- [What you should do]: Repeat the full listing exactly.

- [Data for this task]:
—————

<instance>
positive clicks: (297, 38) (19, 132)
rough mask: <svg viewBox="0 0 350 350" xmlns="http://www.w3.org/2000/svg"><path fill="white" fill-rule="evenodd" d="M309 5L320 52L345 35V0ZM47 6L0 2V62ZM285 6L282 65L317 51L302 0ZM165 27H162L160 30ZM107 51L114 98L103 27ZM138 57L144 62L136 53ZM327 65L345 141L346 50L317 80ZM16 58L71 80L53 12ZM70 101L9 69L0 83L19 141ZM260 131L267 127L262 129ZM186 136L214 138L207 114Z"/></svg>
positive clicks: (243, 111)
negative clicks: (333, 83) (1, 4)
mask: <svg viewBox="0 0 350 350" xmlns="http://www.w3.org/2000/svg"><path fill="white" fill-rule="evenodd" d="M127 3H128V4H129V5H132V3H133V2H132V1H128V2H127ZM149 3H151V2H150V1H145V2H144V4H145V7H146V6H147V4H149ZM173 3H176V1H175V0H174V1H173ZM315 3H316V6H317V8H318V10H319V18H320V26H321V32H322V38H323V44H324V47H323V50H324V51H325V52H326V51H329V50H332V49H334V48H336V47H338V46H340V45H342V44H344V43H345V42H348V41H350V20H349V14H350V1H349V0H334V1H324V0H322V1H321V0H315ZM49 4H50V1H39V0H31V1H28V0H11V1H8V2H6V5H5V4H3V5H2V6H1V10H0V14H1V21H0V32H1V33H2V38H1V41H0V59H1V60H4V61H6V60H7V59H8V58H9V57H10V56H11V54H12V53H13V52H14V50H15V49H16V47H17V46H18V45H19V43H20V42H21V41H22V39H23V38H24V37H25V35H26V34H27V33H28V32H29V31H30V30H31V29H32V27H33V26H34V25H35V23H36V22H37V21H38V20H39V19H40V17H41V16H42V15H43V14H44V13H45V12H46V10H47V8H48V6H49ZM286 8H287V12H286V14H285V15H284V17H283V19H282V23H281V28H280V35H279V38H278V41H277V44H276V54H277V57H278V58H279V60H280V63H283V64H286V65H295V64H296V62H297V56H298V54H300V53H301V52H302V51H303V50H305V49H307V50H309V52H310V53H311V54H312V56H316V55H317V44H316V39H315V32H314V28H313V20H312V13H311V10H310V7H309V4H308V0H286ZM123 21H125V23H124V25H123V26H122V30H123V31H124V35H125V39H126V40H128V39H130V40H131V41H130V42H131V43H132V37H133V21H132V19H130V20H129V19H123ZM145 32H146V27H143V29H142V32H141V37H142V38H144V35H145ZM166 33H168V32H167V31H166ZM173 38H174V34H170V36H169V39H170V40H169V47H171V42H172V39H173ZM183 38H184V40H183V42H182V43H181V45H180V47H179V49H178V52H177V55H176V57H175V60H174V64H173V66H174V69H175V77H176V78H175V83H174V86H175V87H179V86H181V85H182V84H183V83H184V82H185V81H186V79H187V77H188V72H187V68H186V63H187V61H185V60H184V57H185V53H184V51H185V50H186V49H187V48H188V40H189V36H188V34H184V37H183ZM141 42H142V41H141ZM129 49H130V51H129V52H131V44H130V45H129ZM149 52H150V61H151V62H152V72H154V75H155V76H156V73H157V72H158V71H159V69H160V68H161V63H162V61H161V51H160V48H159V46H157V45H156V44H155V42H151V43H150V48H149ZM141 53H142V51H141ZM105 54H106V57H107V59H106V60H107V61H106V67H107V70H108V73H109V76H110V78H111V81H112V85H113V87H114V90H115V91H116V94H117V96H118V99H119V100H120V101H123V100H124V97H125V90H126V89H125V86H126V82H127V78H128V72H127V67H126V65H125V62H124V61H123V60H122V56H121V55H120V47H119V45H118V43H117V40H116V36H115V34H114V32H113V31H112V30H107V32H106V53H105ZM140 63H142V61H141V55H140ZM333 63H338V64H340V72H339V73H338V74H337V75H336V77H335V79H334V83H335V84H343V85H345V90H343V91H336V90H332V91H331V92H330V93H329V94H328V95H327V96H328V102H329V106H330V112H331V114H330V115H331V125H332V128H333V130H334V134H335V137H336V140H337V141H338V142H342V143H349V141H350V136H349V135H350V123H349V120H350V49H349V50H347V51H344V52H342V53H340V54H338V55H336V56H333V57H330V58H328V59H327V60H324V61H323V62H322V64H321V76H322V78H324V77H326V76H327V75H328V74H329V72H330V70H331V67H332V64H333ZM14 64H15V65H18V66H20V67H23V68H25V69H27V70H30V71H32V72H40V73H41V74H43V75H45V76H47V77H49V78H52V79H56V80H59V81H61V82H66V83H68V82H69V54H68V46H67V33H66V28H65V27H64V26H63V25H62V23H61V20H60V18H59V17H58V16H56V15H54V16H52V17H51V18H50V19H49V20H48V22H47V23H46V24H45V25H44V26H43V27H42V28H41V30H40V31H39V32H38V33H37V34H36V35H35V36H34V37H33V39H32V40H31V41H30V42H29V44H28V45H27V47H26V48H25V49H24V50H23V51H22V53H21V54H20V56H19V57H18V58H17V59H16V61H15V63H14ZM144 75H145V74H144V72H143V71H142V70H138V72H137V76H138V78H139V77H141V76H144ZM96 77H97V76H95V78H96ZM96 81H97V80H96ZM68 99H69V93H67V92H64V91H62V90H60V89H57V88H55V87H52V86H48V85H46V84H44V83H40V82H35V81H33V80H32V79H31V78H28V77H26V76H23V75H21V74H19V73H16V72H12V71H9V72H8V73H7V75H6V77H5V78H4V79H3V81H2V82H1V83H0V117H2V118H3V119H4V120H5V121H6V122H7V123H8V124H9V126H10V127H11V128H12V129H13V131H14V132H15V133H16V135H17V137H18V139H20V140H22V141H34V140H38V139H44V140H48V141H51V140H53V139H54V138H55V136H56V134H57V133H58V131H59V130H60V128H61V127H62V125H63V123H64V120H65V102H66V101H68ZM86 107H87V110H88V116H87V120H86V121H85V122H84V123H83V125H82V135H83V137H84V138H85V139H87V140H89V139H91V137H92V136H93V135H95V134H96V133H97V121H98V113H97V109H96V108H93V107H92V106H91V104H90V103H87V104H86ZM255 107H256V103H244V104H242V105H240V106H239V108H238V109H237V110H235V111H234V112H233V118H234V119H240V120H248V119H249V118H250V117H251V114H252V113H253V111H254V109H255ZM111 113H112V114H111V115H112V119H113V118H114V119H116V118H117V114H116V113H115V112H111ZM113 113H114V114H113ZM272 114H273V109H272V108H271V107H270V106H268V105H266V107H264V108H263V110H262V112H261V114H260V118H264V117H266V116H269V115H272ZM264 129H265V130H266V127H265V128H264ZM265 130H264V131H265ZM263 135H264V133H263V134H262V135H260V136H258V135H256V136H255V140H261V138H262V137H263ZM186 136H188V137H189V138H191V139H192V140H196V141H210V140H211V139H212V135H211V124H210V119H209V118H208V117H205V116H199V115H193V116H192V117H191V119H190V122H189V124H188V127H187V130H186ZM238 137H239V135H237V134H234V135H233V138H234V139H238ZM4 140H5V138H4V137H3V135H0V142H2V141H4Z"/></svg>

—————

- [Result of this task]:
<instance>
positive clicks: (297, 38) (19, 132)
rough mask: <svg viewBox="0 0 350 350" xmlns="http://www.w3.org/2000/svg"><path fill="white" fill-rule="evenodd" d="M309 5L320 52L345 35V0ZM47 6L0 2V62ZM285 6L282 65L317 51L302 0ZM165 27H162L160 30ZM107 51L114 98L103 27ZM138 57L144 62L136 53ZM327 65L345 141L346 50L317 80ZM16 58L71 80L53 12ZM70 101L9 69L0 83L19 141ZM260 131L267 127L262 129ZM186 136L214 138L207 114Z"/></svg>
positive clicks: (243, 111)
negative clicks: (333, 83) (1, 4)
mask: <svg viewBox="0 0 350 350" xmlns="http://www.w3.org/2000/svg"><path fill="white" fill-rule="evenodd" d="M127 3H128V4H129V5H132V3H133V2H132V1H128V2H127ZM149 3H151V2H150V1H145V2H144V4H145V7H146V6H147V4H149ZM173 3H176V1H175V0H174V1H173ZM315 3H316V6H317V8H318V10H319V18H320V26H321V32H322V38H323V44H324V47H323V50H324V51H325V52H326V51H329V50H332V49H334V48H336V47H338V46H340V45H342V44H344V43H345V42H348V41H350V20H349V14H350V1H349V0H334V1H324V0H322V1H321V0H315ZM49 4H50V1H39V0H31V1H28V0H11V1H8V2H6V5H5V4H3V5H2V6H1V10H0V14H1V21H0V32H1V33H2V38H1V41H0V59H1V60H4V61H6V60H7V59H8V58H9V57H10V56H11V54H12V53H13V52H14V50H15V49H16V47H17V46H18V45H19V43H20V42H21V41H22V39H23V38H24V37H25V35H26V34H27V33H28V32H29V31H30V30H31V29H32V27H33V26H34V25H35V23H36V22H37V21H38V20H39V19H40V17H41V16H42V15H43V14H44V13H45V12H46V10H47V8H48V6H49ZM286 8H287V12H286V14H285V15H284V17H283V19H282V23H281V28H280V35H279V38H278V41H277V44H276V54H277V57H278V58H279V60H280V63H283V64H286V65H295V64H296V62H297V56H298V54H300V53H301V52H302V51H303V50H305V49H307V50H309V52H310V53H311V54H312V56H316V55H317V44H316V39H315V32H314V28H313V20H312V13H311V10H310V7H309V4H308V0H286ZM123 21H125V23H124V25H123V26H122V30H123V31H124V35H125V39H126V40H128V39H130V40H131V41H130V42H131V43H132V37H133V21H132V19H130V20H129V19H123ZM145 32H146V27H143V29H142V32H141V37H142V38H144V35H145ZM166 33H168V32H167V31H166ZM173 38H174V34H170V36H169V39H170V40H169V47H171V42H172V39H173ZM183 38H184V40H183V42H182V43H181V45H180V47H179V49H178V52H177V55H176V57H175V60H174V64H173V66H174V69H175V77H176V78H175V83H174V86H175V87H179V86H181V85H182V84H183V83H184V82H185V81H186V79H187V77H188V72H187V68H186V63H187V61H185V60H184V57H185V53H184V51H185V50H186V49H187V48H188V40H189V36H188V34H184V37H183ZM141 42H142V41H141ZM129 49H130V51H129V52H131V44H130V45H129ZM149 52H150V61H151V62H152V72H154V75H155V76H156V73H157V72H158V71H159V69H160V68H161V63H162V61H161V51H160V48H159V46H157V45H156V44H155V42H151V43H150V48H149ZM141 53H142V51H141ZM105 54H106V57H107V59H106V60H107V61H106V67H107V70H108V73H109V76H110V78H111V81H112V85H113V87H114V90H115V91H116V94H117V96H118V99H119V100H120V101H123V100H124V97H125V90H126V89H125V86H126V82H127V78H128V72H127V67H126V65H125V62H124V61H123V60H122V56H121V55H120V47H119V45H118V43H117V40H116V36H115V34H114V32H113V31H112V30H107V32H106V53H105ZM140 63H142V61H141V55H140ZM333 63H338V64H340V72H339V73H338V74H337V75H336V77H335V79H334V83H335V84H343V85H345V90H343V91H336V90H332V91H331V92H330V93H329V94H328V95H327V96H328V102H329V106H330V112H331V114H330V115H331V125H332V128H333V130H334V134H335V137H336V140H337V141H338V142H342V143H349V141H350V136H349V135H350V123H349V120H350V49H349V50H347V51H344V52H342V53H340V54H338V55H336V56H333V57H330V58H328V59H327V60H324V61H323V62H322V64H321V76H322V78H324V77H326V76H327V75H328V74H329V72H330V70H331V67H332V64H333ZM14 64H15V65H18V66H20V67H23V68H25V69H27V70H30V71H32V72H40V73H41V74H43V75H45V76H47V77H49V78H52V79H56V80H59V81H61V82H66V83H68V82H69V54H68V46H67V33H66V28H65V27H64V26H63V25H62V23H61V20H60V18H59V17H58V16H56V15H54V16H52V17H51V18H50V19H49V20H48V22H47V23H46V24H45V25H44V26H43V27H42V28H41V30H40V31H39V32H38V33H37V34H36V35H35V36H34V37H33V39H32V40H31V41H30V42H29V44H28V45H27V47H26V48H25V49H24V50H23V51H22V53H21V54H20V56H19V57H18V58H17V59H16V61H15V63H14ZM144 75H145V74H144V72H143V71H142V70H138V72H137V76H138V78H139V77H141V76H144ZM96 77H97V76H95V78H96ZM96 81H97V80H96ZM68 99H69V93H67V92H64V91H62V90H60V89H57V88H55V87H52V86H48V85H46V84H44V83H40V82H35V81H33V80H32V79H31V78H28V77H26V76H23V75H21V74H19V73H16V72H12V71H9V72H8V73H7V75H6V77H5V78H4V79H3V81H2V82H1V83H0V117H2V118H3V119H4V120H5V121H6V122H7V123H8V124H9V126H10V127H11V128H12V129H13V131H14V132H15V133H16V135H17V137H18V139H20V140H22V141H34V140H38V139H44V140H48V141H51V140H53V139H54V138H55V136H56V134H57V133H58V131H59V130H60V128H61V127H62V125H63V123H64V120H65V102H66V101H68ZM86 107H87V110H88V116H87V120H86V121H85V122H84V123H83V125H82V135H83V137H84V138H85V139H87V140H89V139H91V137H92V136H93V135H95V134H96V133H97V121H98V113H97V109H96V108H93V107H92V106H91V104H90V103H87V104H86ZM255 107H256V103H244V104H242V105H240V106H239V108H238V109H237V110H235V111H234V112H233V118H234V119H240V120H248V119H249V118H250V117H251V114H252V113H253V111H254V109H255ZM111 113H112V114H111V115H112V119H113V118H114V119H116V118H117V114H116V113H115V112H111ZM113 113H114V114H113ZM272 114H273V109H272V108H271V107H270V106H268V105H266V107H264V108H263V110H262V112H261V114H260V118H264V117H266V116H269V115H272ZM264 129H265V130H266V127H265V128H264ZM265 130H264V131H265ZM263 135H264V133H263V134H262V135H260V136H258V135H256V136H255V140H261V138H262V137H263ZM186 136H188V137H189V138H191V139H192V140H196V141H210V140H211V139H212V135H211V124H210V119H209V118H208V117H205V116H199V115H193V116H192V117H191V119H190V122H189V124H188V127H187V130H186ZM238 137H239V135H237V134H234V135H233V138H234V139H238ZM4 140H5V138H4V137H3V135H0V142H2V141H4Z"/></svg>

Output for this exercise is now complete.